Segment Start: Extract
Nine months into the coronavirus global pandemic the road to recovery remains rocky with patterns diverging for global infrastructure, according to Fitch Ratings in a new report.
Performance of demand-driven infrastructure assets remains within Fitch’s initial “stress tests” assumptions issued earlier this year. But according to Global Infrastructure Head Cherian George, the prolonged coronavirus fallout is far from over.
“There is a limit even for infrastructure assets to withstand a prolonged crisis, though most countries have identified social norms that permit more open economies,” said George.
Coronavirus has tested infrastructure with rating actions to-date far exceeding any precedent over the last 40 years.
Fitch has taken 799 rating actions, reviewing some infrastructure projects more than once. Of these credits, 52% have a Stable Outlook. Fitch has downgraded 12% of its rated infrastructure credits, placed 11% on Rating Watch Negative and revised the Rating Outlook for 21% to Negative. Even in a crisis, positive developments occur, and Fitch has taken positive ratings actions on 29 credits, representing 4% of the overall actions.
Fitch plans to release updated rating and severe downside assumptions in the coming weeks for all transportation sectors in the major regions. “Assets focused on moving people have been most affected, while those focused on moving goods have been less affected,” said George.
With a tepid first half of 2021 likely for economies throughout the world, “toll roads will be quicker to benefit and recover, while seaports are exposed to general economic conditions,” said George. “Airports will take longer to recover with ongoing waves of infection, lockdowns and travel restrictions extending well into the second half of 2021.”
Segment End: Extract
Segment Start: Records
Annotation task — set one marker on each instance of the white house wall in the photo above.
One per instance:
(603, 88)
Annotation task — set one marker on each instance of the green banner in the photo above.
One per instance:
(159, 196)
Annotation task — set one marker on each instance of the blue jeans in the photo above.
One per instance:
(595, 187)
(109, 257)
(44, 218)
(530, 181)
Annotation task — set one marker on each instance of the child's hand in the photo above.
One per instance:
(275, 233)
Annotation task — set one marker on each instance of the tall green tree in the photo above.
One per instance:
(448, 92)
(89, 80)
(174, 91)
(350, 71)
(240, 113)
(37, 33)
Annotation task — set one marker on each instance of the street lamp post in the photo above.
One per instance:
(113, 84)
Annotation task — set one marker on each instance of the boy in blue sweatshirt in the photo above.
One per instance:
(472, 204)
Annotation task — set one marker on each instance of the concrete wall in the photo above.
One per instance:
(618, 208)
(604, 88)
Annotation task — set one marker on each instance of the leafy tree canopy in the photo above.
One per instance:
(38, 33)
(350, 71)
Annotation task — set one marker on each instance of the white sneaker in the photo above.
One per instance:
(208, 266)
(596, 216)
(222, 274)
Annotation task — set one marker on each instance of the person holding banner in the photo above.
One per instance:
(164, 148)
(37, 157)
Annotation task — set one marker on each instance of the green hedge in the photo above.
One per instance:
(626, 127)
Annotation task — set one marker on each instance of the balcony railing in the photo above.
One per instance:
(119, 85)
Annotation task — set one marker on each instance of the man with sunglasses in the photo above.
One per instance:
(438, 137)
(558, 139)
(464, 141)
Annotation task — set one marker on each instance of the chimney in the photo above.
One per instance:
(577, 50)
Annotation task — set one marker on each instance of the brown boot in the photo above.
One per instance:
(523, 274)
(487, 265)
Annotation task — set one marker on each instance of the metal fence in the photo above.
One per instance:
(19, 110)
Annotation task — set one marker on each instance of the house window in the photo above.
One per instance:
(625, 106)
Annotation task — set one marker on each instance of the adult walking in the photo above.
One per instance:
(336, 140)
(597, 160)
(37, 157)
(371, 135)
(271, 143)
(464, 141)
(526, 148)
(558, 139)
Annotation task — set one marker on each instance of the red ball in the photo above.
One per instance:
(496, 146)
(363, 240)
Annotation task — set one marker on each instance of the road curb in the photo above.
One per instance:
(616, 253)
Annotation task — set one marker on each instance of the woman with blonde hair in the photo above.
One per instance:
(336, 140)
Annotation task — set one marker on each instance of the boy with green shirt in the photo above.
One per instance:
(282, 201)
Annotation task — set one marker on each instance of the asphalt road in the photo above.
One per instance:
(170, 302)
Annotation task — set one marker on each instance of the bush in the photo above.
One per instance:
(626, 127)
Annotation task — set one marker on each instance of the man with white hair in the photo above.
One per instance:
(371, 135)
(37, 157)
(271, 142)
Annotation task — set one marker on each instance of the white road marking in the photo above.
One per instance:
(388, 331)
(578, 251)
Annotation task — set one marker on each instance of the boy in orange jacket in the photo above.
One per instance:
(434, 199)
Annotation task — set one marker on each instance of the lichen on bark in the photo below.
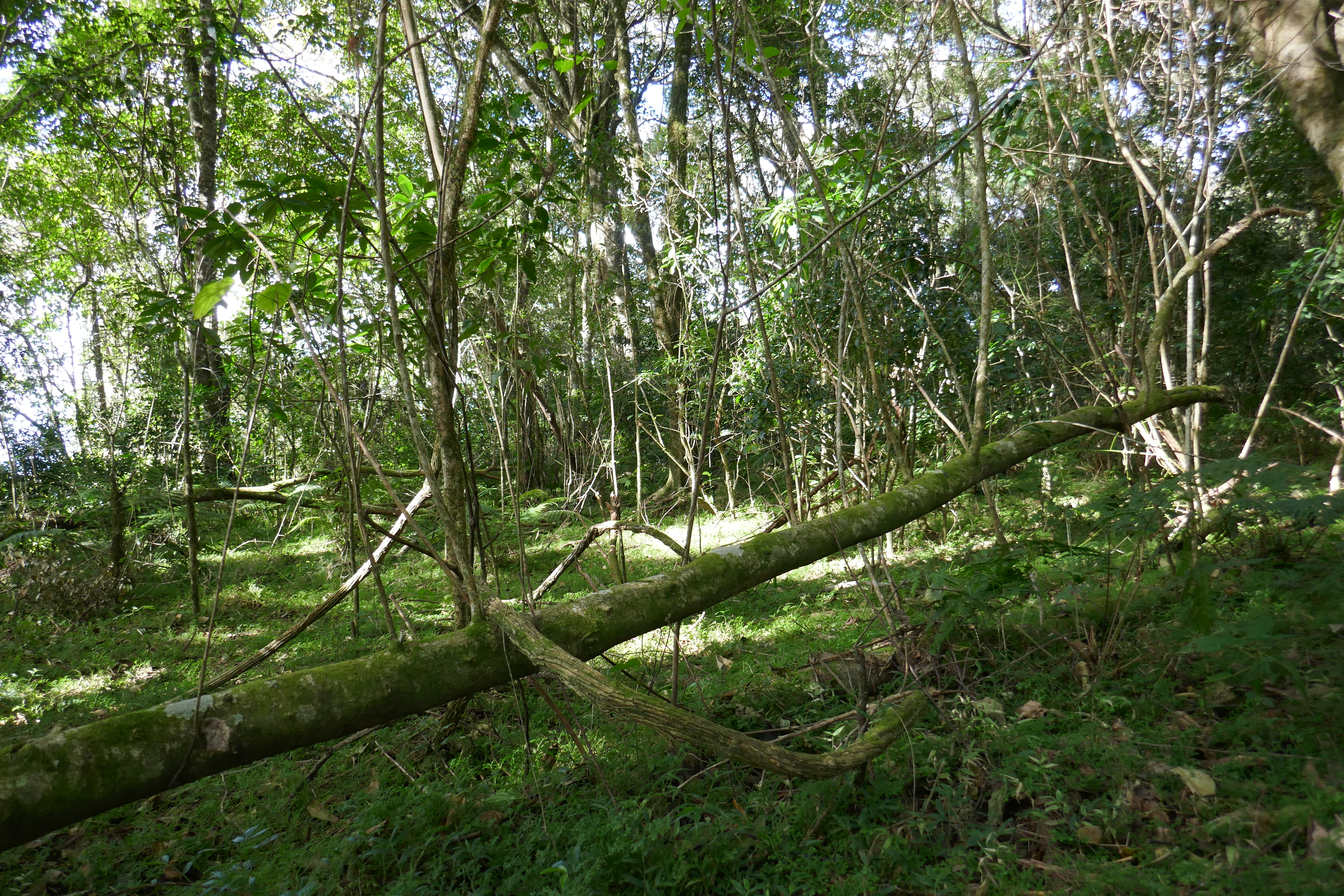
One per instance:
Segment End: Records
*What the exercise asks*: Revise the infrastructure article's passage between "Coronavirus has tested" and "the overall actions.", inclusive, swapping "credits" for "issuers". The data plays no part in this work.

*Expected output*:
Coronavirus has tested infrastructure with rating actions to-date far exceeding any precedent over the last 40 years.
Fitch has taken 799 rating actions, reviewing some infrastructure projects more than once. Of these issuers, 52% have a Stable Outlook. Fitch has downgraded 12% of its rated infrastructure issuers, placed 11% on Rating Watch Negative and revised the Rating Outlook for 21% to Negative. Even in a crisis, positive developments occur, and Fitch has taken positive ratings actions on 29 issuers, representing 4% of the overall actions.